> **AUFGABENSTELLUNG 1**
Beantworten Sie anhand des Textes über den Raum der Stille die folgenden Fragen:
(a) An welchem Ort ist der Raum der Stille Realität geworden?
(b) In welchem Semester ist das geschehen?
(c) Was rauscht in dem Raum kontinuierlich?
> **AUFGABENSTELLUNG 2**
Bearbeiten Sie im Text über den Raum der Stille den Abschnitt von "Erste Eindrücke" bis einschließlich "Lüftung rauscht kontinuierlich.", indem Sie darin "Lüftung" durch "Klimaanlage" ersetzen.
> **AUFGABENSTELLUNG 3**
Schreiben Sie den Text über den Raum der Stille im Anschluss an seinen letzten Satz weiter.

> **ZITIERTER TEXT**
----

Durchatmen, Kraft tanken

Der Raum der Stille lädt zum Durchatmen und Runterfahren ein. Bild: zvg
Ein Rückzugsort, um Kraft zu tanken. Gemeinsam oder allein, mit sich selber oder einer höheren Instanz im Dialog – ein Träumchen? An der Unitobler ist der «Raum der Stille» dieses Herbstsemester Realität geworden. Er bietet allen religiös und säkular ausgerichteten Menschen rund um die UniBe einen Ruheort.
Erste Eindrücke
Meine aufgeregte Hand drückt die Türklinke runter. Die Tür öffnet sich leise und ohne grosse Mühe. Der Raum ist menschenleer. Ich blicke auf eine Farbpalette aus Holztönen und erdendem Beige. Die Lüftung rauscht kontinuierlich.

----

> **DATENZEILEN**
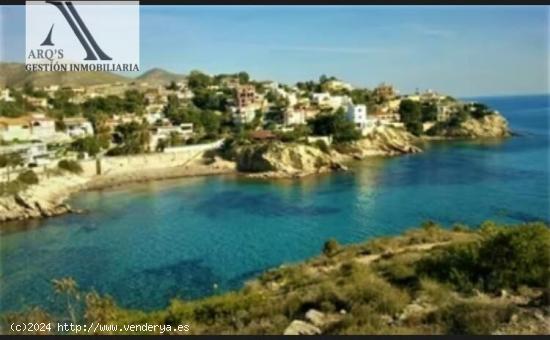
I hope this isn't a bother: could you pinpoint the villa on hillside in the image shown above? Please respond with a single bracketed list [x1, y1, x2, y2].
[0, 143, 53, 167]
[346, 102, 367, 129]
[233, 85, 265, 125]
[63, 117, 94, 138]
[283, 107, 306, 126]
[0, 114, 58, 141]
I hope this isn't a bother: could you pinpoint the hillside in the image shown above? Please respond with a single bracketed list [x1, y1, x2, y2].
[0, 63, 131, 87]
[5, 222, 550, 334]
[136, 68, 189, 86]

----

> **LÖSUNG DER AUFGABE 1**
(a) An der Unitobler.
(b) In diesem Herbstsemester.
(c) Die Lüftung.

> **LÖSUNG DER AUFGABE 2**
Erste Eindrücke
Meine aufgeregte Hand drückt die Türklinke runter. Die Tür öffnet sich leise und ohne grosse Mühe. Der Raum ist menschenleer. Ich blicke auf eine Farbpalette aus Holztönen und erdendem Beige. Die Klimaanlage rauscht kontinuierlich.

> **LÖSUNG DER AUFGABE 3**
Ich stehe in einem länglichen Raum, etwas weiter links der Mitte. In dieser Raumhälfte fallen gleich die zwei Baststühle auf, die sich einladend gegenüberstehen. Zwei leere Regale an den Wänden links im Raum geben der weissen Fläche etwas Inhalt und zeitgleich den Eindruck, dass hier Platz ist. In der Mitte des Raums zwischen den Fenstern baut ein langes Regal eine Trennwand zur rechten Seite auf. In dieser Raumhälfte liegen beige und crèmefarbene Teppiche auf dem Boden. Hätte ich meine Schuhe nicht schon vor der Tür ausgezogen, wäre ich dem Impuls spätestens jetzt nachgegangen. Die flauschige Insel lädt ein, auf ihr Platz zu nehmen.
Mein Blick wandert zu den Vorhängen, die gedämpftes weiss getünchtes aber dennoch genug Licht in den Raum lassen. Vorbeigehende Passant*innen malen Schatten an die Wände.
Ich setze mich auf die Teppichinsel. Insgesamt säumen vier Lampen die weiche Fläche, alle verbreiten leicht gelbliches, warmes Licht. Der Raum lädt zum Verweilen und Sein ein.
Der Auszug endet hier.